Сотрудник ВИР профессор А. В. Гурский не согласен с такой точкой зрения. "Зимой 1940 года, — рассказывает он, — я зашел к нему на московскую квартиру. Заговорили о судьбах института. Николай Иванович высказывал убеждение, что дело еще далеко не проиграно. Сказал решительно: "Если всех наших врагов утопить в Фонтанке, то по малой их значимости даже пузыри не пойдут". В реальность своего ареста не верил: "Не посмеют"".
Кто же прав?
Старая сотрудница ВИРа еще из саратовской гвардии, кандидат сельскохозяйственных наук Александра Ивановна Мордвинкина поясняет: "На людях он еще держался, но дома наедине с собой мрачнел, совсем становился стариком". Очевидно, в этом и состоит правда. Удары судьбы разрушали душу и тело этого могучего человека. Он не мог не видеть стремительно приближающуюся развязку. Но на людях, по существу, перед лицом своей школы, своего института, Николай Иванович остается носителем энергии и мужества. Это его долг, последний долг. Героическое преодоление самого себя ради спокойствия сотрудников, ради сохранения в лабораториях последних крох творческой обстановки становится для него еще одним обязательным, хотя и нелегким делом.

> Блок данных
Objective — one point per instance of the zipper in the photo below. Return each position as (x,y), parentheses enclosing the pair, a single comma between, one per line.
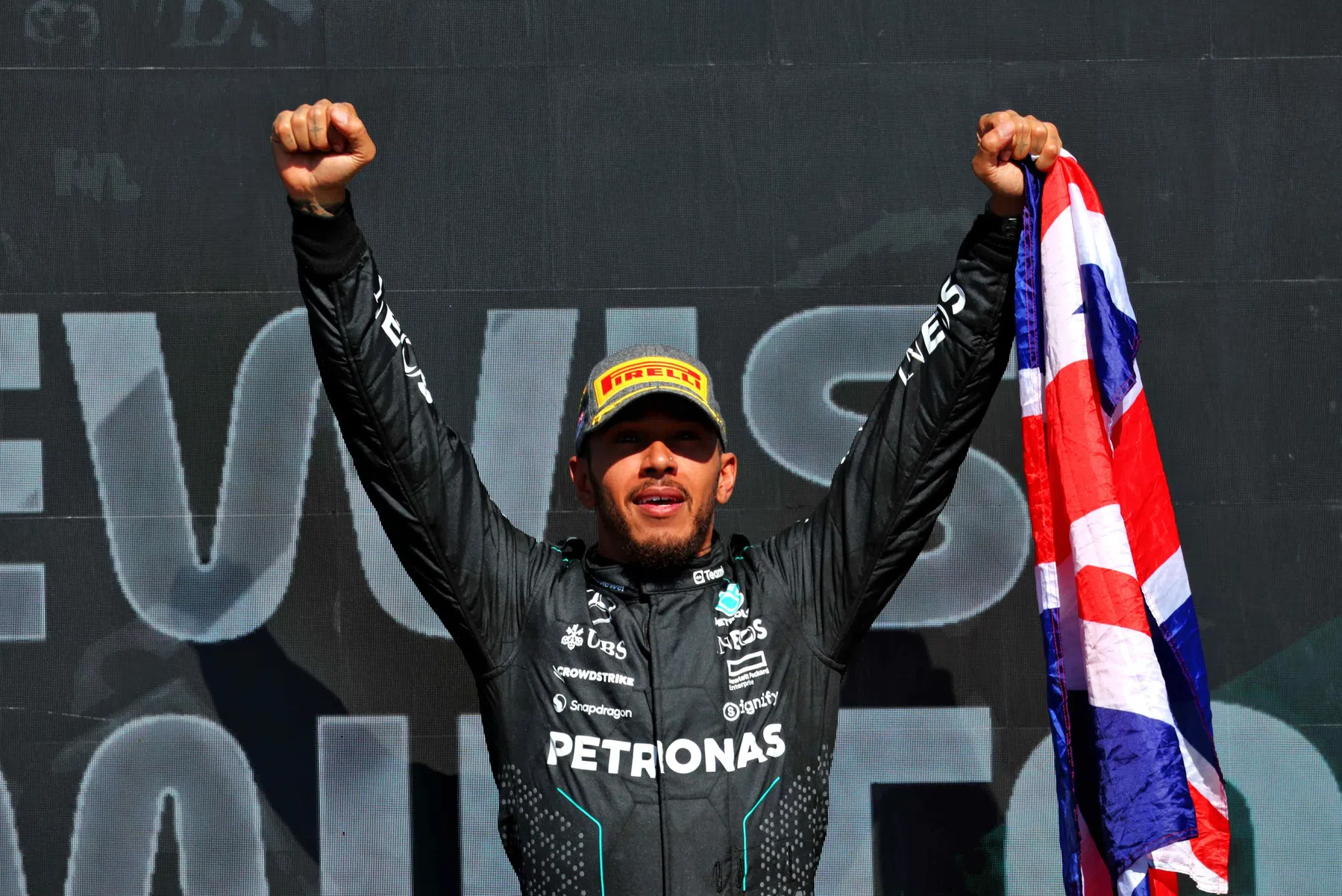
(656,738)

> Задача
Куда, как сказано во фрагменте страницы, зашел А. В. Гурский к Николаю Ивановичу зимой 1940 года? Листинг здесь никак не используется.

> Разбор ответа
На московскую квартиру Николая Ивановича.